The data playground we sort of knew we were making

A quick overview

Last weekend Vibrant Lives premiered three new sculptures commissioned by the Mesa Arts Center. The sculptures, created in collaboration with local artist Bobby Zokaites, were designed to give people a larger-scale experience of real time data shed than we had done in previous events.

We consciously chose materials and shapes that would invite bodies to lay, stand, sit, and stretch across the pieces, allowing people to locate the vibration of their data output in different places. The idea was to let people play around with the ways they might feel the data being shed from their cell phones. We had a local wifi connection for participants and custom software that temporarily captured everyone’s outgoing data and transformed it into a song of sorts that was then played on our subsonic system to create vibration in the structures.

We chose the Mesa Arts Center event in part because we wanted to reach a broad range of people in terms of age, race, ability, and also experience with both art and technology. The event traditionally hosts 10,000 people per day over the two day event, so this was a really wonderful opportunity to expand our range of audience-participants.

§ §

[YOUR GOAL]
Reproduce the passage of the sculpture text that begins with the words containing "A quick overview" and ends with "in previous events.".

§ §

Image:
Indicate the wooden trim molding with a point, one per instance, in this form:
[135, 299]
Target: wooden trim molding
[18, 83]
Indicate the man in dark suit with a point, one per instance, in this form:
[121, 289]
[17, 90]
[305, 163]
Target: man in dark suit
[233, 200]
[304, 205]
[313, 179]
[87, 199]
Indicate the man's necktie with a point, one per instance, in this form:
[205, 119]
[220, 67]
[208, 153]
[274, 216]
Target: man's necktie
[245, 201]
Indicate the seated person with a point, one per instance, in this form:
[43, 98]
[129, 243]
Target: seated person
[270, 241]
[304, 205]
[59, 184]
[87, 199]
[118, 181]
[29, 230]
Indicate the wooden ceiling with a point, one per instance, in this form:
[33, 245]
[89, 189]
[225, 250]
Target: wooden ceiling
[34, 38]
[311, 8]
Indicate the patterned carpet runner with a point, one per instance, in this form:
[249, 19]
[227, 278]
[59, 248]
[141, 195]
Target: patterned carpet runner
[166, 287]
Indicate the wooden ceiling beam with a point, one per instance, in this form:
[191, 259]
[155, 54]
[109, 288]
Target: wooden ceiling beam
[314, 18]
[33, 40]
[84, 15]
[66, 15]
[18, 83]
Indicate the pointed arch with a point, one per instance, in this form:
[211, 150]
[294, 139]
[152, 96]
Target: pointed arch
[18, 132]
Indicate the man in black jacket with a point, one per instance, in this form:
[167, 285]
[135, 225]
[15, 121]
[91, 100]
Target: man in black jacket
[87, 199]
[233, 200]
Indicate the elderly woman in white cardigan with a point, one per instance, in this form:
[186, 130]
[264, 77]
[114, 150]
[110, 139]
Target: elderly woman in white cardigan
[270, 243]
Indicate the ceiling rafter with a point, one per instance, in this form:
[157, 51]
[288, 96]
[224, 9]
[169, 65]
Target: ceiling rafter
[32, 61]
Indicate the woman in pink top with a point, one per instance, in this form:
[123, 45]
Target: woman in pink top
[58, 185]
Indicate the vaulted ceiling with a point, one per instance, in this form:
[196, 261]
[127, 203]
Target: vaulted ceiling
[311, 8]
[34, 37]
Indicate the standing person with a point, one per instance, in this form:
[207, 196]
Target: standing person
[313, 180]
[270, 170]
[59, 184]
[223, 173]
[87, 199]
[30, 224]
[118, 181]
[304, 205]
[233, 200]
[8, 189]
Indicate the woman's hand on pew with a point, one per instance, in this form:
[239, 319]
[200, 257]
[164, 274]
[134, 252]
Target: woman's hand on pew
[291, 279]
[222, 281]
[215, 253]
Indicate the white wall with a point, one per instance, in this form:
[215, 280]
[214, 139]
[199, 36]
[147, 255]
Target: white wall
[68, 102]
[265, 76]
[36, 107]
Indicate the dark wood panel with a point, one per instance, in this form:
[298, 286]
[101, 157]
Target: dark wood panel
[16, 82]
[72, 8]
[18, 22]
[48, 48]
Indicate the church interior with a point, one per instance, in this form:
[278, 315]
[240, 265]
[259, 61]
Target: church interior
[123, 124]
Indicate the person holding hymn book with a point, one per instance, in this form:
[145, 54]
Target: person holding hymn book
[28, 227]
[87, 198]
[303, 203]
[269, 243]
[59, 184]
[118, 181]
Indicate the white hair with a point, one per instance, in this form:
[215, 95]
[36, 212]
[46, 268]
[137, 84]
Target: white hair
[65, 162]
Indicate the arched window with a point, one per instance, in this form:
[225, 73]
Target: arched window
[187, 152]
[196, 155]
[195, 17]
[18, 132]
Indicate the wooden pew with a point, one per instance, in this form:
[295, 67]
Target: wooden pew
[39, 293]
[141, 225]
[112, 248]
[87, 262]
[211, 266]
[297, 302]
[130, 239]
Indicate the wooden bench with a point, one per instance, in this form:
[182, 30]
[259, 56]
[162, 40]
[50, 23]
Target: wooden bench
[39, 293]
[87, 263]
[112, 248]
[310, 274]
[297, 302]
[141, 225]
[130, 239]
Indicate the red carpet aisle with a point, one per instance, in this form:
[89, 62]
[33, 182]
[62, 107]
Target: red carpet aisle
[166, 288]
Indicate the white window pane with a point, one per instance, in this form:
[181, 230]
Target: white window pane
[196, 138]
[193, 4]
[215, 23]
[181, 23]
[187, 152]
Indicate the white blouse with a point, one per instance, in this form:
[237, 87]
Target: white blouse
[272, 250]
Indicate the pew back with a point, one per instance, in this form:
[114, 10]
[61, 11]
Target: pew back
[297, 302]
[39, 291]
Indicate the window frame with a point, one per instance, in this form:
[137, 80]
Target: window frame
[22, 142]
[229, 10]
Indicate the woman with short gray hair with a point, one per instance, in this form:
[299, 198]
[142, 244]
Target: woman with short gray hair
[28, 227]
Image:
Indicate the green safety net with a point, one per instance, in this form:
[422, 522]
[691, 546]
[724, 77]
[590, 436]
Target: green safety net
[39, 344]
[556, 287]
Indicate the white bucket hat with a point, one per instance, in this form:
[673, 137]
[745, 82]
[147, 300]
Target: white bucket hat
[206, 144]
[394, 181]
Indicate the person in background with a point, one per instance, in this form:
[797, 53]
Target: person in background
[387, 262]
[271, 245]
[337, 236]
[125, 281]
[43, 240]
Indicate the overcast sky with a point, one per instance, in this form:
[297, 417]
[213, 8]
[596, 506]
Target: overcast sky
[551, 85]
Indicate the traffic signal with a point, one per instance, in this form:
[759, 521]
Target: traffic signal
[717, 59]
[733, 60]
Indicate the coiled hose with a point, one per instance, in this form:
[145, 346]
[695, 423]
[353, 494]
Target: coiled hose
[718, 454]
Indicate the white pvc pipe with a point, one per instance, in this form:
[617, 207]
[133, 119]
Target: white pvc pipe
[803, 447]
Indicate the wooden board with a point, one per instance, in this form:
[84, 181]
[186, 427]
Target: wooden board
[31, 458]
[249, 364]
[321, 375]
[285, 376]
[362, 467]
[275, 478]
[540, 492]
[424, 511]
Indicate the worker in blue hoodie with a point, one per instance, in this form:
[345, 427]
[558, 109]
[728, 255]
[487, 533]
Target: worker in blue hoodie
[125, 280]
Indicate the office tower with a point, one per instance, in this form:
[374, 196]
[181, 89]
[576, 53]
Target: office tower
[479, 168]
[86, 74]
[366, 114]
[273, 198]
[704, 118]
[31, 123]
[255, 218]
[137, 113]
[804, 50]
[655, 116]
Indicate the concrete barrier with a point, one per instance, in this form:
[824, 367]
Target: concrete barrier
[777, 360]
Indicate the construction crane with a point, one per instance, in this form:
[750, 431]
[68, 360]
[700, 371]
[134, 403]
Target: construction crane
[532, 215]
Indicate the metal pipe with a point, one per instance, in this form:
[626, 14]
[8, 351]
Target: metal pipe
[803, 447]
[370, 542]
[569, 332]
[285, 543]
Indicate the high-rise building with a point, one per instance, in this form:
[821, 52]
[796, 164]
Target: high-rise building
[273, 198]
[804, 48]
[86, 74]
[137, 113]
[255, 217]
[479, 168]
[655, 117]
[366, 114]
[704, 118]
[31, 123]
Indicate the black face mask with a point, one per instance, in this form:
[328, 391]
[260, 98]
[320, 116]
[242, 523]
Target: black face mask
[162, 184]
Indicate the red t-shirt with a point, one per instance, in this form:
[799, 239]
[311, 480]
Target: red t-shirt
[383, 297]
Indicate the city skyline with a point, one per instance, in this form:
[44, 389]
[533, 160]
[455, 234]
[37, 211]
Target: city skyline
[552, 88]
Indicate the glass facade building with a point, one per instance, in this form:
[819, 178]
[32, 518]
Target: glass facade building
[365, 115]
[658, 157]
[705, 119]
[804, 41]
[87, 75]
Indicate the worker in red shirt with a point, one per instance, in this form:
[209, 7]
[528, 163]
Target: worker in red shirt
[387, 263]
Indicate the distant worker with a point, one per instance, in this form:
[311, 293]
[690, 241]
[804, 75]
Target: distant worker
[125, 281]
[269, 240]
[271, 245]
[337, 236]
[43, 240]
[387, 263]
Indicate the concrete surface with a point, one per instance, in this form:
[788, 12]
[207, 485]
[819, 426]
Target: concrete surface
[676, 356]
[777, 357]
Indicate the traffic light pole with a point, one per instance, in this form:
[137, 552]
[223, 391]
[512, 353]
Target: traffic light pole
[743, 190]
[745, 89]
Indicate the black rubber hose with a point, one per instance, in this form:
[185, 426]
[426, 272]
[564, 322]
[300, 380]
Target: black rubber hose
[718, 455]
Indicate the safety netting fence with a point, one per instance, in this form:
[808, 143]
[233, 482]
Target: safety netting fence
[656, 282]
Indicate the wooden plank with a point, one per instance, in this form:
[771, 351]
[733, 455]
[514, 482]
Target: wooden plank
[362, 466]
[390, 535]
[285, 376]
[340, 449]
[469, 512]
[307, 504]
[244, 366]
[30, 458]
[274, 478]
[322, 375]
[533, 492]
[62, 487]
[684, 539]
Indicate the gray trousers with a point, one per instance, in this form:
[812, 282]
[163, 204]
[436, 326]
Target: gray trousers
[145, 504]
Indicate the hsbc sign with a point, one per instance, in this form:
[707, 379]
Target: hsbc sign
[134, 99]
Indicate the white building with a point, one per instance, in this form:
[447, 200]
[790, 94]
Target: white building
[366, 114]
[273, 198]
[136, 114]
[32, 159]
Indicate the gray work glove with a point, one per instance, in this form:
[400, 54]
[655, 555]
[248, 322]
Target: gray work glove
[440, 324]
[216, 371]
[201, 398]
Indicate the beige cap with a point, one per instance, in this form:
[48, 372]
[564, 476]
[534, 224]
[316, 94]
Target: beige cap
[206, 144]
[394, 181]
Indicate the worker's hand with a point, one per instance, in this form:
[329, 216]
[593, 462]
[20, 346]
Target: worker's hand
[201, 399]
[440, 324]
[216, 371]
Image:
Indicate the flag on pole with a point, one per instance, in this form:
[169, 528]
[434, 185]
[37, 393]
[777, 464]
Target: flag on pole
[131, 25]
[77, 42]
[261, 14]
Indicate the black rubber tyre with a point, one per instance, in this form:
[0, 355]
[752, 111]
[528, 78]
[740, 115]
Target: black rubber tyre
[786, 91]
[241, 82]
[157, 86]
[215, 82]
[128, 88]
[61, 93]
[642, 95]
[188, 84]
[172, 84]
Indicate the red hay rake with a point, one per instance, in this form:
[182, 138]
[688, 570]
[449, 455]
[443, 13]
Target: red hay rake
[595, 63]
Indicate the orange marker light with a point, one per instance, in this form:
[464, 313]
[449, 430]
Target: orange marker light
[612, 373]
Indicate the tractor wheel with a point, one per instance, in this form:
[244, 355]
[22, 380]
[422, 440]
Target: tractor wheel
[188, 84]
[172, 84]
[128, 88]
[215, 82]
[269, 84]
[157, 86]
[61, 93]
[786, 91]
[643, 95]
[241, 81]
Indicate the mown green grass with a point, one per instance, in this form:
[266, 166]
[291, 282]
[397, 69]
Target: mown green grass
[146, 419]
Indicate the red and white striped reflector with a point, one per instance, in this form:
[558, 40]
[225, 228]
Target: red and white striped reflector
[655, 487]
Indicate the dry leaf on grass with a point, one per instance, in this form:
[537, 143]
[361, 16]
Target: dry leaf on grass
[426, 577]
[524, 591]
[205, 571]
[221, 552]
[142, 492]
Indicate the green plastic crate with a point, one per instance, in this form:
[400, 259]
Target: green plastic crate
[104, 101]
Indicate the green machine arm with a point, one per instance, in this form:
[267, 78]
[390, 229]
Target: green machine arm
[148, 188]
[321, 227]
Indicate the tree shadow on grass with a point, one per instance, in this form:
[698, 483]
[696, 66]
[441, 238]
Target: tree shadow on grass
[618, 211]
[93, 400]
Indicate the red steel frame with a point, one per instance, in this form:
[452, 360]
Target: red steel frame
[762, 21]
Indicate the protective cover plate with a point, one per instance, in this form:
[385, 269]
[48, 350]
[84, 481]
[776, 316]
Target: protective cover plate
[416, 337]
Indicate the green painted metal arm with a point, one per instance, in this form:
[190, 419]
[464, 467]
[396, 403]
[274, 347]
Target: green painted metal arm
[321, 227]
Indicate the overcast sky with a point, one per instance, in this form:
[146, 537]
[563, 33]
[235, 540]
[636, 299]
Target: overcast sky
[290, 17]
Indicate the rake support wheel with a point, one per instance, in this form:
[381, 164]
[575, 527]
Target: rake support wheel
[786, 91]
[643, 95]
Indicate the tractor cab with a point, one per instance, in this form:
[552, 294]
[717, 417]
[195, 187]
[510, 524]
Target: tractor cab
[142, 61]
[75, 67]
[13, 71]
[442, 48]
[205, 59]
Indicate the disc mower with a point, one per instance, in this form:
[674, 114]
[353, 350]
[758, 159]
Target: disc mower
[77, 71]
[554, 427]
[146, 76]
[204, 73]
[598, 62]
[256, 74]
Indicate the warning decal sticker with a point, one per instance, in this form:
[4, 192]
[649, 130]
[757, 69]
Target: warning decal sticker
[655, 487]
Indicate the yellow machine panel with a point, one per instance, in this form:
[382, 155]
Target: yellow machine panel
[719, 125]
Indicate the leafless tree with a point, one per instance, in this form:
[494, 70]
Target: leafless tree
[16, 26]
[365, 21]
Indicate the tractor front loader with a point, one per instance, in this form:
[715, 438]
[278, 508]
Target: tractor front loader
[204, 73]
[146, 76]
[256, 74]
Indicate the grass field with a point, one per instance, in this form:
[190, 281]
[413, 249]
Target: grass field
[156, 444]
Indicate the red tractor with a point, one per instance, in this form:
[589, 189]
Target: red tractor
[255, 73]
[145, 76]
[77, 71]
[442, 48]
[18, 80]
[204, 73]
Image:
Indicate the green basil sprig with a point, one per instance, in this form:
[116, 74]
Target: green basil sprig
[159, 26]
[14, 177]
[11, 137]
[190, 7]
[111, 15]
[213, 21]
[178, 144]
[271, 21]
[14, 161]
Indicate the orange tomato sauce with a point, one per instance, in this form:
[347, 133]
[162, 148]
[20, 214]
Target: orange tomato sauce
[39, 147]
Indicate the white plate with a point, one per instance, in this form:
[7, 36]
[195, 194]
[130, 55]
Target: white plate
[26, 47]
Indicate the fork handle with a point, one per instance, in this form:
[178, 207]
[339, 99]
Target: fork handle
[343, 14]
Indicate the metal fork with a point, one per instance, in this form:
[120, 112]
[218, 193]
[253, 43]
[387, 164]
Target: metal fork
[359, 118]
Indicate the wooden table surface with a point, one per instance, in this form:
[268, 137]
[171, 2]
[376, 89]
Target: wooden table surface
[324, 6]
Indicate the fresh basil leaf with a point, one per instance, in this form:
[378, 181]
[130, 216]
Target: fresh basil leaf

§ §

[ANSWER TO THIS TASK]
A quick overview

Last weekend Vibrant Lives premiered three new sculptures commissioned by the Mesa Arts Center. The sculptures, created in collaboration with local artist Bobby Zokaites, were designed to give people a larger-scale experience of real time data shed than we had done in previous events.